Skip to main content

Overview

The Covariate class represents metadata associated with subjects in the knowledge graph. While the class is named “Covariate” in the codebase, it is commonly used to represent claims - specific factual statements or assertions about entities extracted from the text. Covariates are flexible metadata containers where each subject (e.g., an entity) may be associated with multiple types of covariates. The most common use case is entity claims, which are factual statements about entities. Covariates inherit from the Identified base class, which provides id and short_id fields.

Schema

Core fields

id
string
required
Unique identifier for the covariate/claim.
short_id
string | null
Human-readable ID used to refer to this covariate in prompts or texts displayed to users.
subject_id
string
required
The ID of the subject this covariate is associated with. Typically an entity ID.
subject_type
string
default:"entity"
The type of the subject. Defaults to “entity” but can represent other subject types.
covariate_type
string
default:"claim"
The type of covariate. Defaults to “claim” for factual assertions, but can represent other metadata types.

Relationships

text_unit_ids
string[]
List of text unit IDs in which the covariate information appears. Links the claim back to its source text chunks.

Metadata

attributes
object
Additional attributes containing the actual claim content and metadata. For claims, this typically includes fields like:
  • description: The claim text
  • status: Verification status
  • start_date / end_date: Temporal validity
  • source_text: Original text snippet
  • Any custom metadata fields

Example

{
  "id": "cov1234567-89ab-cdef-0123-456789abcdef",
  "short_id": "0",
  "subject_id": "e1234567-89ab-cdef-0123-456789abcdef",
  "subject_type": "entity",
  "covariate_type": "claim",
  "text_unit_ids": ["t1", "t2"],
  "attributes": {
    "description": "Microsoft was founded in 1975",
    "status": "verified",
    "start_date": "1975-04-04",
    "source_text": "Bill Gates and Paul Allen founded Microsoft on April 4, 1975",
    "confidence": 0.95
  }
}

Creating from dictionary

The Covariate class provides a from_dict() class method to create instances from dictionary data:
claim = Covariate.from_dict({
    "id": "cov1234567-89ab-cdef-0123-456789abcdef",
    "subject_id": "e1234567-89ab-cdef-0123-456789abcdef",
    "covariate_type": "claim",
    "text_unit_ids": ["t1", "t2"],
    "attributes": {
        "description": "Microsoft was founded in 1975",
        "status": "verified"

============================================================

(SHORT TASK 1): Count the lines in the entries below that contain the string "shutter". Give only the number.

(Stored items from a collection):

============================================================

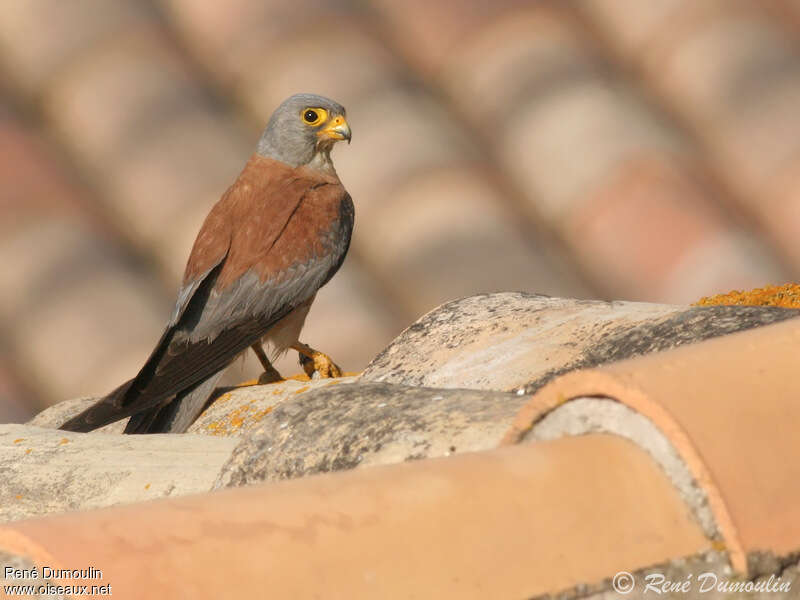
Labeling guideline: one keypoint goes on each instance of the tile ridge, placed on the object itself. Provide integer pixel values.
(617, 387)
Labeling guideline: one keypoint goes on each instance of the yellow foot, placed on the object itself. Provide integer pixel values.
(314, 361)
(271, 375)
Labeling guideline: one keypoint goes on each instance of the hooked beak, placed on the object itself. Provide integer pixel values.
(336, 129)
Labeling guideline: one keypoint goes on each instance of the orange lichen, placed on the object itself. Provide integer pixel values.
(786, 296)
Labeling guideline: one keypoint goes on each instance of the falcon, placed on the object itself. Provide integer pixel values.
(276, 236)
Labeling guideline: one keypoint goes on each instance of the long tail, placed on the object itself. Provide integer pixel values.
(173, 416)
(177, 415)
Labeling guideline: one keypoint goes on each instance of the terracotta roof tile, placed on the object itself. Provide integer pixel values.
(509, 523)
(730, 70)
(730, 422)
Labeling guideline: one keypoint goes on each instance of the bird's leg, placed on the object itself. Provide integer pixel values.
(270, 374)
(313, 360)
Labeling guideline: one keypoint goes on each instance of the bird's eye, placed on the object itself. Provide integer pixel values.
(314, 116)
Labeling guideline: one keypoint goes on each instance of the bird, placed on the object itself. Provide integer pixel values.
(275, 237)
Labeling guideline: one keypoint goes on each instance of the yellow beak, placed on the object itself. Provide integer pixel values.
(336, 129)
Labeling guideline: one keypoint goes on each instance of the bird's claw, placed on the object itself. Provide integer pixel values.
(319, 365)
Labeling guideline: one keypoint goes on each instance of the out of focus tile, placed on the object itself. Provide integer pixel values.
(430, 31)
(653, 224)
(38, 37)
(184, 167)
(444, 234)
(731, 70)
(16, 404)
(79, 320)
(107, 100)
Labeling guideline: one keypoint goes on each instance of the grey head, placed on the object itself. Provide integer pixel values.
(302, 131)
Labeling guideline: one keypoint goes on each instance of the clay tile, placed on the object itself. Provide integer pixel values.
(508, 523)
(729, 408)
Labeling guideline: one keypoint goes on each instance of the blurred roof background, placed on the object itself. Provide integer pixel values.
(591, 148)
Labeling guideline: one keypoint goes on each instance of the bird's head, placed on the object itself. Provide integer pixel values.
(302, 131)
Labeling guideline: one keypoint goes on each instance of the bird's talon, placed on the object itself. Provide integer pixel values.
(319, 366)
(271, 375)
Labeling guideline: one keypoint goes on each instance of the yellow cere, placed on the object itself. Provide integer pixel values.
(313, 115)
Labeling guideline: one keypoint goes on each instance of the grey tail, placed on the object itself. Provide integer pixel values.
(179, 413)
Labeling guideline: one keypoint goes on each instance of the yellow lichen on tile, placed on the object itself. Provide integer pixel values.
(785, 296)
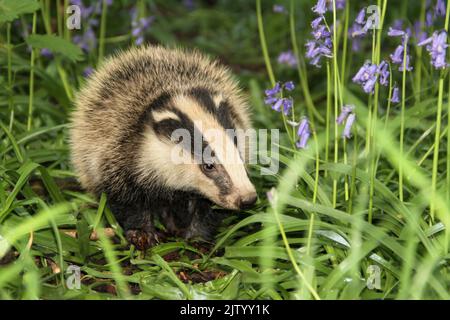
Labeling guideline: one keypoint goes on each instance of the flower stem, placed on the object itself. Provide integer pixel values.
(31, 92)
(345, 44)
(373, 158)
(303, 78)
(402, 121)
(10, 89)
(336, 103)
(262, 39)
(328, 117)
(419, 55)
(101, 48)
(438, 133)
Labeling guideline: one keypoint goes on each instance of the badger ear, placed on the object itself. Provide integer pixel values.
(246, 144)
(218, 98)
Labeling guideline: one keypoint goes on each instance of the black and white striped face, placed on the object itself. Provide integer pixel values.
(193, 141)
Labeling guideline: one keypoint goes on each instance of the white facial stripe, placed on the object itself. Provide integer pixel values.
(218, 98)
(184, 175)
(228, 155)
(163, 115)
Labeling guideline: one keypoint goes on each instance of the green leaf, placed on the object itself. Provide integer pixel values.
(12, 9)
(56, 45)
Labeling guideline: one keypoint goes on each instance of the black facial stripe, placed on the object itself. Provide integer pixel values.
(159, 103)
(223, 181)
(221, 113)
(166, 127)
(204, 99)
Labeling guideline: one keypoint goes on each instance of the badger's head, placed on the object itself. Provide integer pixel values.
(192, 142)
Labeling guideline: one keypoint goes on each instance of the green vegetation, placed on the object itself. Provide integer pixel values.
(342, 211)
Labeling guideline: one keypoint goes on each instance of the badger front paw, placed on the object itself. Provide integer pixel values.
(143, 240)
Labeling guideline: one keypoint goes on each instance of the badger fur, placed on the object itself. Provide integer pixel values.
(122, 141)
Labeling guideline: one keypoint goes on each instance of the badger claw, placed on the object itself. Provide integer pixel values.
(143, 240)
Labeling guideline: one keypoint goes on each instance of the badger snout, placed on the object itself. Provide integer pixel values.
(248, 200)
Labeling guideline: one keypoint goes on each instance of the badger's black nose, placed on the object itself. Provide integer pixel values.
(248, 201)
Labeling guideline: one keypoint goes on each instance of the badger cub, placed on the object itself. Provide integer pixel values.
(133, 138)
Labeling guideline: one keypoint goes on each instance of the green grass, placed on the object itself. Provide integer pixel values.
(339, 210)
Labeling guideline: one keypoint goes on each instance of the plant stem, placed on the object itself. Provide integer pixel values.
(438, 133)
(372, 157)
(101, 47)
(31, 92)
(402, 121)
(419, 55)
(328, 117)
(336, 97)
(291, 256)
(262, 39)
(345, 44)
(303, 78)
(10, 89)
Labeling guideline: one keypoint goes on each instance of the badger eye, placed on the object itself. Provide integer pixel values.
(208, 167)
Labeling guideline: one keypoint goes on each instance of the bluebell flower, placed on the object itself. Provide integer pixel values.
(395, 95)
(437, 45)
(278, 8)
(320, 8)
(345, 111)
(303, 134)
(278, 103)
(367, 77)
(88, 71)
(398, 55)
(383, 71)
(360, 18)
(395, 32)
(340, 4)
(439, 9)
(348, 126)
(139, 26)
(275, 90)
(87, 41)
(289, 86)
(419, 34)
(46, 53)
(287, 58)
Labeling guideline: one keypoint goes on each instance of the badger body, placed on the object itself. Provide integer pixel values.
(122, 141)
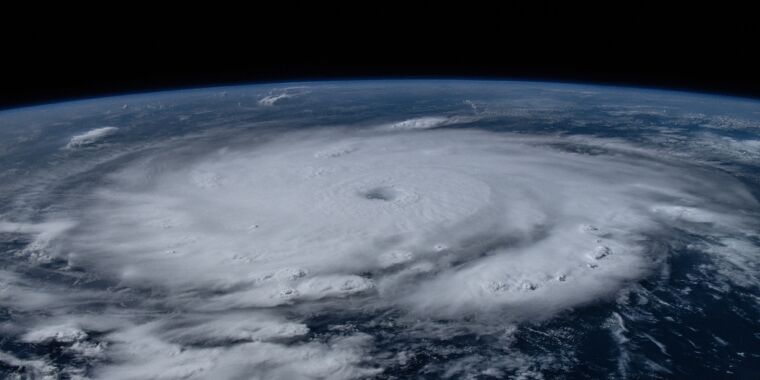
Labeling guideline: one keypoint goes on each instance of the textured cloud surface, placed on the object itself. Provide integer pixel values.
(346, 252)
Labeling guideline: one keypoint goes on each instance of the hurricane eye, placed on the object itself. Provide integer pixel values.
(383, 193)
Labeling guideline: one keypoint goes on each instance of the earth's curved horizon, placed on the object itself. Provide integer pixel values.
(382, 229)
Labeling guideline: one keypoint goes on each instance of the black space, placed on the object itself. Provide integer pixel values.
(65, 60)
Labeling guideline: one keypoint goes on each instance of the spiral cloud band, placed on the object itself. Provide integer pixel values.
(246, 244)
(439, 223)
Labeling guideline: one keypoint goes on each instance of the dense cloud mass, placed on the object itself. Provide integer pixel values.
(209, 260)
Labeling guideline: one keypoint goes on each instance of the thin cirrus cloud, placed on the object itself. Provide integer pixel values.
(245, 244)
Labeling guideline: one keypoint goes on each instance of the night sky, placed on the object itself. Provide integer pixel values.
(67, 60)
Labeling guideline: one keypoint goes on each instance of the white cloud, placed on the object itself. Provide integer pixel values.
(90, 137)
(220, 260)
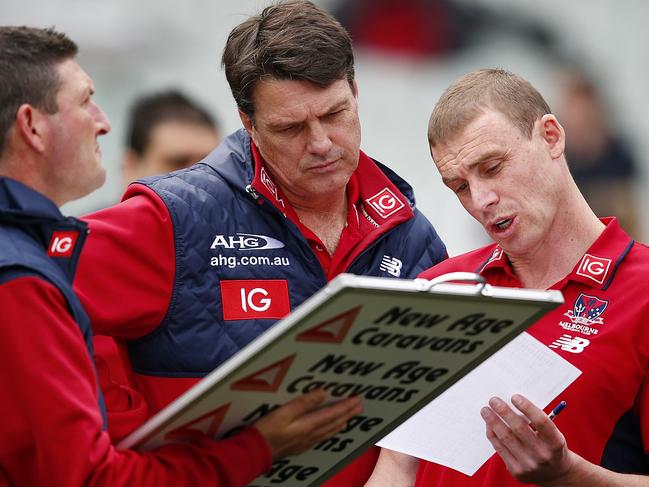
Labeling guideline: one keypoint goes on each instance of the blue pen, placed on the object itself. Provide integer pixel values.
(555, 412)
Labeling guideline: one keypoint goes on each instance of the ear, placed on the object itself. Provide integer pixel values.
(130, 165)
(31, 127)
(553, 134)
(246, 121)
(249, 125)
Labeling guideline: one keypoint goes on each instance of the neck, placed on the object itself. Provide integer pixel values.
(573, 231)
(326, 218)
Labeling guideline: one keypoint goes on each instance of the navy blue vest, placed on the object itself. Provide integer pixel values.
(29, 226)
(213, 211)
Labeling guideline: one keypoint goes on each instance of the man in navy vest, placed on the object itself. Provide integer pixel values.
(193, 265)
(53, 427)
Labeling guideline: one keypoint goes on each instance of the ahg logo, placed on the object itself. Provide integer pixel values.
(62, 244)
(594, 268)
(254, 299)
(246, 241)
(385, 203)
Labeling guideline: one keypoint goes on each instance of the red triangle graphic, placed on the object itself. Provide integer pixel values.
(208, 423)
(334, 330)
(267, 379)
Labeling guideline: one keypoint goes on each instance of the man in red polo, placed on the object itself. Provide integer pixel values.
(499, 148)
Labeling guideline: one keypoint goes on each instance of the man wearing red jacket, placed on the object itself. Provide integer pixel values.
(53, 427)
(208, 258)
(497, 145)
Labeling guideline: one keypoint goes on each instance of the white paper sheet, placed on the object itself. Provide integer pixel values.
(450, 430)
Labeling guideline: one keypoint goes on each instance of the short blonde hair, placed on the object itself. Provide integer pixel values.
(475, 92)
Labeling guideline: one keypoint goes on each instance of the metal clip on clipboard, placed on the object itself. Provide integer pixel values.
(482, 288)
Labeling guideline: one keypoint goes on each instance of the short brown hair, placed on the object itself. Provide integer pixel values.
(28, 60)
(289, 40)
(474, 92)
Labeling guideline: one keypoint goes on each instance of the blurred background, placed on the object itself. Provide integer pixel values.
(588, 57)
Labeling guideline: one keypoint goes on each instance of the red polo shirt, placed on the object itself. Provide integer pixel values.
(601, 329)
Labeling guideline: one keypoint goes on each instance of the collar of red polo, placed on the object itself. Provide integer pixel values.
(596, 268)
(368, 190)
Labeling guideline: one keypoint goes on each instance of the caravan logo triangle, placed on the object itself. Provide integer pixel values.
(334, 330)
(208, 423)
(267, 379)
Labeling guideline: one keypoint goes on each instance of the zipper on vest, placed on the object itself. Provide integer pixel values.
(252, 192)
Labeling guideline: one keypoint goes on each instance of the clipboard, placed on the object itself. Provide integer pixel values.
(396, 343)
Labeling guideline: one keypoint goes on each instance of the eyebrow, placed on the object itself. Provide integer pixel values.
(275, 125)
(490, 154)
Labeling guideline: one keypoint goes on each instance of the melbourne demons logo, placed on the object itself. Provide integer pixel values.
(385, 202)
(587, 310)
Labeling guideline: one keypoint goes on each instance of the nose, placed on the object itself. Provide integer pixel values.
(101, 120)
(319, 142)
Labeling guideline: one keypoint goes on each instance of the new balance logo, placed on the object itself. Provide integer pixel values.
(571, 344)
(391, 265)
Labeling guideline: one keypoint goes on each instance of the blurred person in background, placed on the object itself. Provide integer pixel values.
(599, 159)
(281, 207)
(166, 131)
(53, 430)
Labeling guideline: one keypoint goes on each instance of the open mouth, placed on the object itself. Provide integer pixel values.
(503, 224)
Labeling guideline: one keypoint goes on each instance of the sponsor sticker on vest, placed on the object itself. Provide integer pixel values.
(385, 202)
(62, 244)
(254, 299)
(594, 268)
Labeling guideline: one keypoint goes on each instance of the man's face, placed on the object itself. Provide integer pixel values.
(172, 145)
(74, 166)
(505, 180)
(308, 136)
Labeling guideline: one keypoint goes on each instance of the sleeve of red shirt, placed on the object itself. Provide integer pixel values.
(52, 428)
(126, 270)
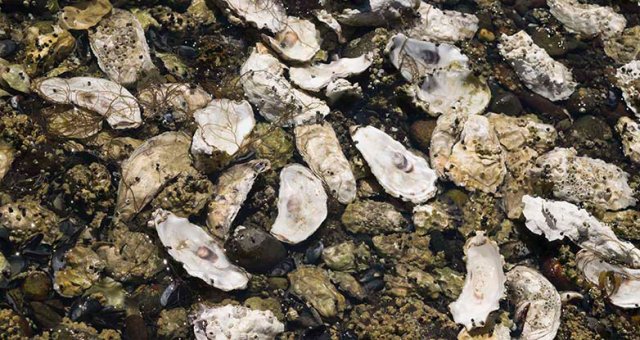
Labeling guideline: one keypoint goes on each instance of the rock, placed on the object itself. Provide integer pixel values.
(371, 217)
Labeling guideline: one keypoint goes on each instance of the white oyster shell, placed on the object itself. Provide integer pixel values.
(153, 164)
(537, 70)
(625, 285)
(628, 80)
(230, 192)
(200, 255)
(466, 150)
(321, 150)
(399, 171)
(587, 19)
(98, 95)
(236, 323)
(483, 284)
(557, 220)
(630, 135)
(119, 44)
(181, 99)
(277, 100)
(536, 300)
(443, 26)
(298, 40)
(302, 205)
(585, 180)
(316, 77)
(223, 125)
(262, 14)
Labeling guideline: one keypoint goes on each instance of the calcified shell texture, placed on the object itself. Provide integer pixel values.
(320, 169)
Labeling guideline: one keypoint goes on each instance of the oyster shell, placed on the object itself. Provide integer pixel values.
(316, 77)
(151, 166)
(302, 205)
(223, 126)
(321, 150)
(122, 65)
(630, 135)
(443, 26)
(537, 70)
(557, 220)
(484, 283)
(536, 300)
(181, 99)
(262, 14)
(628, 80)
(236, 322)
(266, 87)
(101, 96)
(298, 40)
(585, 180)
(466, 149)
(399, 171)
(622, 284)
(200, 255)
(587, 19)
(229, 194)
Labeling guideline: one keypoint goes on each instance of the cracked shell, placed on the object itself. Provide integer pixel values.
(320, 149)
(302, 205)
(200, 254)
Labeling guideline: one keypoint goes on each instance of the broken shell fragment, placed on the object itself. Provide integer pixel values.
(84, 15)
(630, 135)
(122, 65)
(200, 254)
(621, 284)
(236, 322)
(101, 96)
(321, 150)
(443, 26)
(587, 19)
(302, 205)
(149, 168)
(399, 171)
(229, 194)
(557, 220)
(537, 70)
(484, 283)
(536, 300)
(298, 41)
(585, 180)
(316, 77)
(277, 100)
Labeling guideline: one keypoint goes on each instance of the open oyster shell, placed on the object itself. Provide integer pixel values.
(587, 19)
(320, 148)
(557, 220)
(537, 70)
(113, 32)
(536, 300)
(277, 100)
(622, 284)
(230, 192)
(437, 25)
(236, 322)
(585, 180)
(302, 205)
(484, 284)
(399, 171)
(262, 14)
(149, 168)
(316, 77)
(200, 255)
(98, 95)
(298, 40)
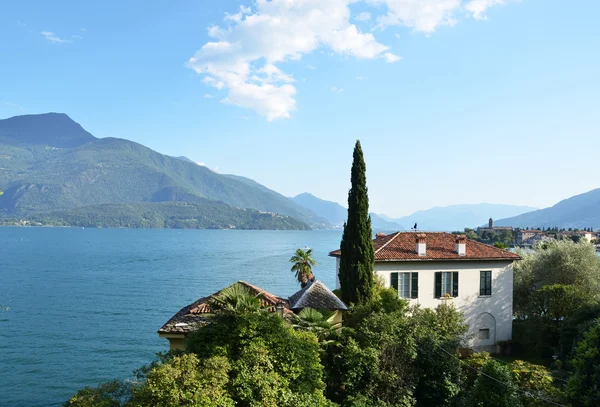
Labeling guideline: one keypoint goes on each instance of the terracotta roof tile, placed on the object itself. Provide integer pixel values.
(316, 295)
(401, 246)
(194, 316)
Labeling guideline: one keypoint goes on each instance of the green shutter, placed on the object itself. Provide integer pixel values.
(394, 278)
(414, 285)
(482, 282)
(455, 284)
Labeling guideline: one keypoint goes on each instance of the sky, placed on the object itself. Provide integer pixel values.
(453, 101)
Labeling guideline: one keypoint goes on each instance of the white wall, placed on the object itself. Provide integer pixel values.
(480, 312)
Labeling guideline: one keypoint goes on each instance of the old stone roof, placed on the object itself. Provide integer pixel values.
(196, 315)
(440, 246)
(316, 295)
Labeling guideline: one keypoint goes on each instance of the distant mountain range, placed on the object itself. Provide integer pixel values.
(580, 211)
(457, 217)
(52, 171)
(336, 214)
(49, 163)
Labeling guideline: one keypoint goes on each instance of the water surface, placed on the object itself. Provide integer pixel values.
(85, 304)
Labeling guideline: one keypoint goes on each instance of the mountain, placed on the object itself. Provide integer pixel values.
(336, 214)
(51, 129)
(458, 217)
(203, 214)
(49, 163)
(580, 211)
(332, 211)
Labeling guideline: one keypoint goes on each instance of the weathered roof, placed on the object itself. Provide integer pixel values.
(318, 296)
(194, 316)
(441, 246)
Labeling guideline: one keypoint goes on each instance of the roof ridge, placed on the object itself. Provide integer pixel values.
(388, 242)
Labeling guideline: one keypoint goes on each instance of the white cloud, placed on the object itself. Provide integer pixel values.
(391, 58)
(479, 7)
(50, 36)
(364, 16)
(245, 53)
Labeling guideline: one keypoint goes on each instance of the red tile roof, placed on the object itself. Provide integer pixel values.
(401, 246)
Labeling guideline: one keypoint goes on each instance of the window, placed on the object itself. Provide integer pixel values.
(484, 333)
(407, 284)
(485, 283)
(446, 284)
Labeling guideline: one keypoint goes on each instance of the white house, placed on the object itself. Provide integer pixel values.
(428, 268)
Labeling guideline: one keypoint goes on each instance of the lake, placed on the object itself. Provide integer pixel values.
(85, 304)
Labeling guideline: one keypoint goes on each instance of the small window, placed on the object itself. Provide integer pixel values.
(407, 284)
(484, 333)
(485, 283)
(446, 284)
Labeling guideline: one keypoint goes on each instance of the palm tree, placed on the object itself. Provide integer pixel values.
(237, 299)
(302, 266)
(321, 323)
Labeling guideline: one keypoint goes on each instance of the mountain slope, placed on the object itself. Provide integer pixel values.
(580, 211)
(336, 214)
(458, 217)
(52, 172)
(51, 129)
(203, 214)
(332, 211)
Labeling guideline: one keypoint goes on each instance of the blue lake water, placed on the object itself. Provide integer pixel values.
(85, 304)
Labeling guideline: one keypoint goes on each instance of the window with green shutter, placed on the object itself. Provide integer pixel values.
(485, 283)
(405, 283)
(446, 283)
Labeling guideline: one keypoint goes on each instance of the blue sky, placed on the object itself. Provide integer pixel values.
(454, 101)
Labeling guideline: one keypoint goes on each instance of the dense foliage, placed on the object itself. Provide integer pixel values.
(203, 214)
(358, 256)
(584, 385)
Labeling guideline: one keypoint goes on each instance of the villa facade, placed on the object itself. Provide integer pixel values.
(431, 268)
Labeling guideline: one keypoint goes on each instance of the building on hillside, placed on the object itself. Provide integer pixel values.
(430, 268)
(524, 236)
(196, 315)
(493, 229)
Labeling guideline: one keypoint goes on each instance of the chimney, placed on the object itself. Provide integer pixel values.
(421, 240)
(461, 245)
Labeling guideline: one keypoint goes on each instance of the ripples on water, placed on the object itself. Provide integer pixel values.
(85, 305)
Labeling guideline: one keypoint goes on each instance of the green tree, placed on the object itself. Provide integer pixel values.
(271, 363)
(536, 382)
(358, 256)
(495, 387)
(236, 299)
(186, 381)
(110, 394)
(584, 385)
(321, 323)
(302, 263)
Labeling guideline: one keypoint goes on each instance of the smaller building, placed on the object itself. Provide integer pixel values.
(194, 316)
(493, 229)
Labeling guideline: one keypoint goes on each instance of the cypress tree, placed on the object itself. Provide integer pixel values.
(358, 256)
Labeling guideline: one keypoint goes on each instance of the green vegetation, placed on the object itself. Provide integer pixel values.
(358, 256)
(203, 214)
(302, 263)
(387, 354)
(584, 385)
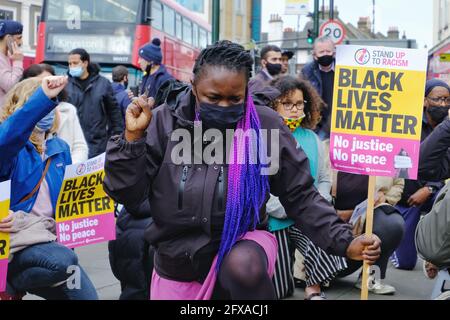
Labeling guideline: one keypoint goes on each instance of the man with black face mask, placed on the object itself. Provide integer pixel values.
(320, 72)
(120, 85)
(418, 196)
(270, 68)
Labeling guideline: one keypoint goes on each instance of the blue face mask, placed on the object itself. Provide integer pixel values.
(46, 123)
(76, 72)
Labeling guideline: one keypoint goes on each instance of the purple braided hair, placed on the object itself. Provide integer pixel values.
(247, 187)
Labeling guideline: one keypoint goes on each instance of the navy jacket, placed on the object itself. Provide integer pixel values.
(153, 82)
(97, 109)
(19, 160)
(121, 95)
(311, 73)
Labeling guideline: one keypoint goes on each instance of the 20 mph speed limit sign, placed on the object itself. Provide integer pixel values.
(334, 30)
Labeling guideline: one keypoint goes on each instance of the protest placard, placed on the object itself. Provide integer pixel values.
(377, 117)
(5, 193)
(84, 212)
(377, 110)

============================================================

(SHORT TASK 2): Copy the passage of the Covariate documentation above from "The Covariate class represents" to "for the covariate/claim.".

(PROBLEM SOLUTION 1): 2

(PROBLEM SOLUTION 2):
The Covariate class represents metadata associated with subjects in the knowledge graph. While the class is named “Covariate” in the codebase, it is commonly used to represent claims - specific factual statements or assertions about entities extracted from the text. Covariates are flexible metadata containers where each subject (e.g., an entity) may be associated with multiple types of covariates. The most common use case is entity claims, which are factual statements about entities. Covariates inherit from the Identified base class, which provides id and short_id fields.

Schema

Core fields

id
string
required
Unique identifier for the covariate/claim.